- Task to carry out -
The output must reproduce each line of the data word for word.

Stored data entries
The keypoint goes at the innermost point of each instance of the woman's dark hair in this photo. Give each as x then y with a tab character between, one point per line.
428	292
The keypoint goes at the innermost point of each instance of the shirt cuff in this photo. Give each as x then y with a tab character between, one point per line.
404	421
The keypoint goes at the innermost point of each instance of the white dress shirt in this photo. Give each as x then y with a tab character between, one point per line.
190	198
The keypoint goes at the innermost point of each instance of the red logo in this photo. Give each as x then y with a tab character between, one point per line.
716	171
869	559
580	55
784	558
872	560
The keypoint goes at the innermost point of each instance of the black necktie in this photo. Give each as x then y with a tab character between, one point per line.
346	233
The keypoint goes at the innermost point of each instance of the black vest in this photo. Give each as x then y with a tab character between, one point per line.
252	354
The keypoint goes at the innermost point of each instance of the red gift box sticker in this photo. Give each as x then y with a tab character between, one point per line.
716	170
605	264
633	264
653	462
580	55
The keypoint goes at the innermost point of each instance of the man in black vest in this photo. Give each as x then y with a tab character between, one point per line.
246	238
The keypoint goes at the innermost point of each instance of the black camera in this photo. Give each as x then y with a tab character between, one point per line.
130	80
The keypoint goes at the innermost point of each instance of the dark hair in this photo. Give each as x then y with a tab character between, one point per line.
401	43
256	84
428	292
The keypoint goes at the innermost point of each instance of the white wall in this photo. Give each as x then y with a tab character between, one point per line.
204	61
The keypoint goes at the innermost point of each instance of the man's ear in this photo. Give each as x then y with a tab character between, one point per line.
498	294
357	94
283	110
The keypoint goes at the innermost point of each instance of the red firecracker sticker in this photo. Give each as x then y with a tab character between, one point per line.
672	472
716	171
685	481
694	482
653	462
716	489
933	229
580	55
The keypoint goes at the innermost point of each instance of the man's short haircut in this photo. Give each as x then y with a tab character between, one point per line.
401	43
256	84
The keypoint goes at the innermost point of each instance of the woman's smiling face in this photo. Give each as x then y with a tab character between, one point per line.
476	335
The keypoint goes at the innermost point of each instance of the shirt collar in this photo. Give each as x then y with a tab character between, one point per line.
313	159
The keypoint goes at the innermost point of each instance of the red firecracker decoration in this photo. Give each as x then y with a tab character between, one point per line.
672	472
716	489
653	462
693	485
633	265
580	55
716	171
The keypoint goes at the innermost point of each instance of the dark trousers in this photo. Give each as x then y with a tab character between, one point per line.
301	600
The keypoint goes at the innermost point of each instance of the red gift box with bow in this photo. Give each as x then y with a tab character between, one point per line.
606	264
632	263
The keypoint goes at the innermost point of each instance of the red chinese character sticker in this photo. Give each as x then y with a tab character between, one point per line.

- Task response -
The keypoint goes at the innermost point of each instance of the woman's dark hair in this photo. Give each as x then y with a tab character between, one point per line.
428	292
The keypoint goes at the innermost point of each instance of the shirt cuff in this photo. Give each as x then y with a tab character between, one point per line.
404	421
The keypoint goes at the innermost point of each instance of the white dress shirt in this photo. Give each as x then y with a tab character between, one point per line.
190	198
The keypoint goes at the innermost point of each instance of the red logo in this photo. Give each as x then y with a tab character between, one point per line.
716	171
869	559
580	55
784	558
872	560
The keypoint goes at the innermost point of each instance of the black necktie in this photo. Give each as x then y with a tab character between, one point per line.
346	233
The keypoint goes at the innermost point of each instance of the black vest in this photo. Give each as x then y with a tab character between, one point per line.
252	354
The keypoint goes at the innermost point of each instance of the red gift box sticker in this photo. Give each as x then y with a tab character between, one point per line.
716	170
605	264
633	264
653	462
580	55
The keypoint goes at the innermost point of each instance of the man in black vest in this photo. Give each as x then y with a tab character between, one point per line.
246	238
The keypoint goes at the innermost point of each instance of the black camera in this photo. Give each as x then y with a tab character between, one point per line.
130	80
The keypoint goes at the innermost point of each instance of the dark hair in this photo. Give each as x then y with a tab character between, one point per line.
401	43
256	84
428	292
The keypoint goes at the innermost point of each instance of the white wall in this photo. Give each as x then y with a tab character between, one point per line.
204	61
The keypoint goes at the innermost point of each instance of the man's ear in this photo. Give each as x then y with a tab character between, one point per line.
498	294
357	94
283	110
The keypoint goes at the innermost point of each instance of the red firecracker sticker in this photo. Give each as x then y with a tab character between, one point per line.
672	472
716	171
685	481
694	482
653	462
716	489
933	229
580	55
The keypoint goes at the innermost point of each instance of the man's short haircut in this photo. Give each as x then y with a tab character between, one point per line.
401	43
256	84
The keypoint goes at the innermost point of each instance of the woman's smiling face in this photo. Give each as x then y with a tab character between, one point per line.
476	335
The keypoint goes at the innermost point of each instance of the shirt collar in this photo. Give each as x then y with a tab character between, one point per line.
313	159
The keypoint goes at the innermost point of each instance of the red firecracker decoration in this photo. Give each as x then y with a tab character between, one point per line.
672	472
716	489
653	462
693	485
633	265
580	55
716	171
The keypoint goes at the innermost point of each instance of the dark trousers in this photo. Give each as x then y with a tab character between, one point per line.
301	600
The keypoint goes at the innermost point of each instance of the red gift box with bow in this photo. Give each as x then y with a tab character between, one point per line.
606	264
632	263
The keypoint goes at the innermost point of each instance of the red chinese character sticker in this photo. Give each as x then y with a tab character between, one point per line.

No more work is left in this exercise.